> [What the exercise asks]: Pull out every line of the records that contains the string "team", treating upper and lower case as different.

==== Supplied records ====

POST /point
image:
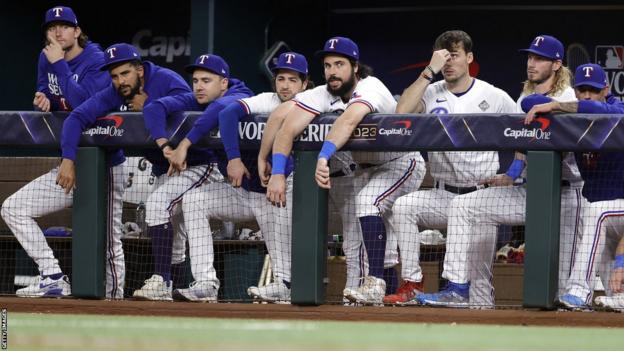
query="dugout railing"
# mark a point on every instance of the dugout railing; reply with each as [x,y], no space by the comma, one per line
[38,134]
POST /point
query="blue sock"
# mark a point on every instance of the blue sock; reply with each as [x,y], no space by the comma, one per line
[392,280]
[462,288]
[162,245]
[55,276]
[374,232]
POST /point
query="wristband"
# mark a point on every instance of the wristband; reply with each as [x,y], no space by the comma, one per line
[619,261]
[515,169]
[426,76]
[279,164]
[327,150]
[165,144]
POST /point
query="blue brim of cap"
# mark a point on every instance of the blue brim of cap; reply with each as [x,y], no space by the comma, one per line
[192,68]
[45,24]
[107,66]
[538,53]
[591,84]
[323,53]
[276,68]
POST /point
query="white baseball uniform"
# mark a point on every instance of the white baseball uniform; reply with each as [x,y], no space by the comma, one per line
[603,228]
[163,203]
[222,201]
[473,226]
[382,176]
[453,172]
[43,196]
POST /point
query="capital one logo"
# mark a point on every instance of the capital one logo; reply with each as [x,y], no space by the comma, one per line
[108,130]
[538,40]
[289,58]
[111,52]
[403,130]
[540,133]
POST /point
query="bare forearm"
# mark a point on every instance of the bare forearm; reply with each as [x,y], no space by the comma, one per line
[268,136]
[411,100]
[566,107]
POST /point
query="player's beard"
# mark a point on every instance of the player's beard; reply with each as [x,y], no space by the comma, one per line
[134,89]
[541,78]
[344,88]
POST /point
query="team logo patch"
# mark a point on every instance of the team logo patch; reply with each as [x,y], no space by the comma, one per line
[484,105]
[610,56]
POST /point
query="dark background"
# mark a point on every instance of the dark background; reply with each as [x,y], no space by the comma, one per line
[391,34]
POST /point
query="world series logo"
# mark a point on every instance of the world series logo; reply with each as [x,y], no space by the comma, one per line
[611,58]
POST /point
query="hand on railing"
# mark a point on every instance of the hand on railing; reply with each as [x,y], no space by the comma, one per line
[321,175]
[66,177]
[264,171]
[276,190]
[236,171]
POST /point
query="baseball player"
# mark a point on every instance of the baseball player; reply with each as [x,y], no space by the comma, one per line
[603,188]
[474,218]
[243,199]
[135,84]
[454,173]
[68,74]
[342,196]
[213,89]
[351,88]
[616,283]
[68,70]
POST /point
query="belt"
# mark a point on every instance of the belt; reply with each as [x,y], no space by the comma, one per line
[461,190]
[341,172]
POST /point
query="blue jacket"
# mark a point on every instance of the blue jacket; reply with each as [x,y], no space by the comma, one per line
[158,82]
[67,84]
[157,113]
[603,172]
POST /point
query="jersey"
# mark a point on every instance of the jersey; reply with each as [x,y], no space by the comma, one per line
[603,172]
[67,84]
[465,168]
[369,91]
[157,113]
[569,168]
[158,82]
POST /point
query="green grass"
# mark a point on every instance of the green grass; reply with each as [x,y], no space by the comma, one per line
[88,332]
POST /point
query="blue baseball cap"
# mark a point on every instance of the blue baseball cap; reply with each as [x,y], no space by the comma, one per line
[590,74]
[546,46]
[60,14]
[292,61]
[209,62]
[341,46]
[119,53]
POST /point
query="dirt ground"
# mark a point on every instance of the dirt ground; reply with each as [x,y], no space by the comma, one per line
[324,312]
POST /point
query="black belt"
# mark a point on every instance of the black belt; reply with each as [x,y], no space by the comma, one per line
[461,190]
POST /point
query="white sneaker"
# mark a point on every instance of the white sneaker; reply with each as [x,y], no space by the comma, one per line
[615,302]
[47,287]
[276,292]
[197,292]
[371,292]
[154,289]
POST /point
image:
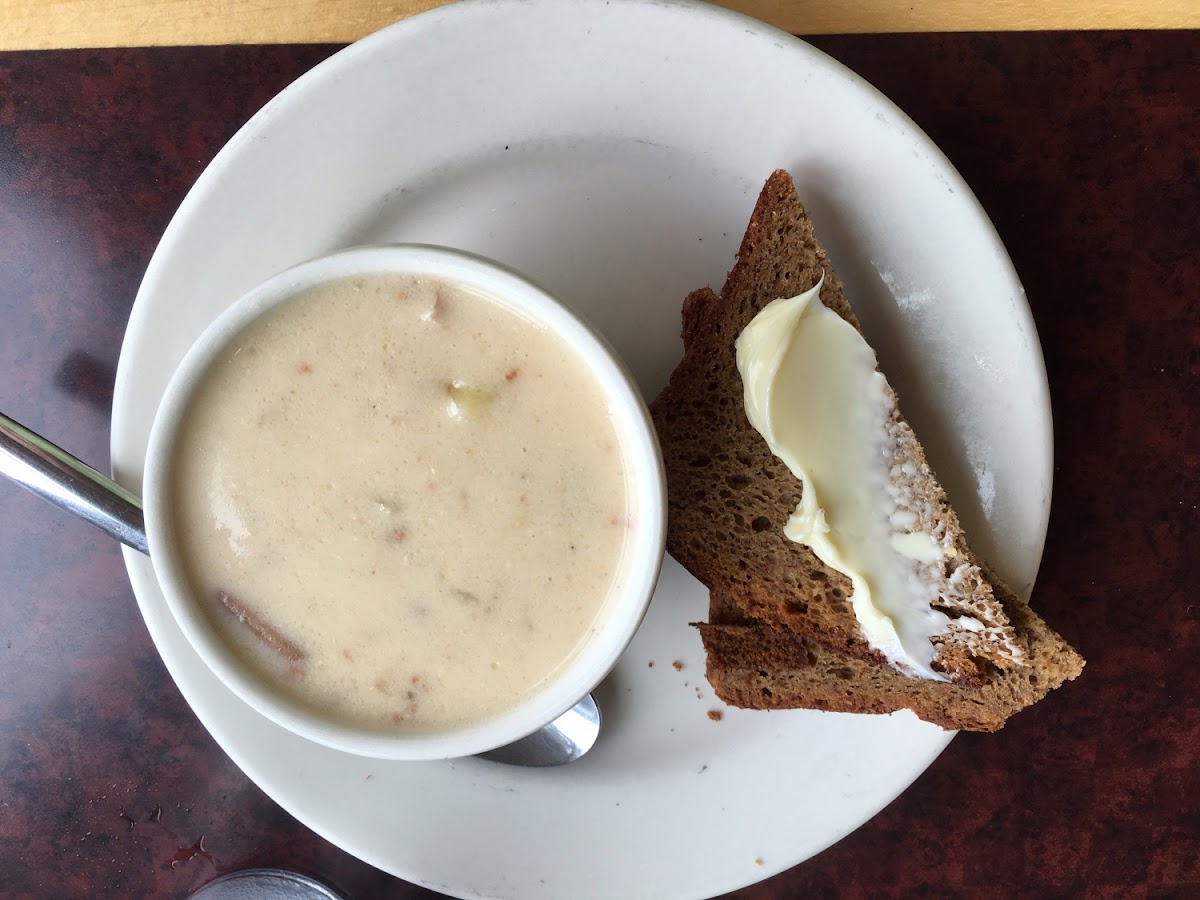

====

> [The result]:
query="team logo patch"
# mark a point on every instance of the team logo patch; reply with each as [x,y], no space by the comma, one per line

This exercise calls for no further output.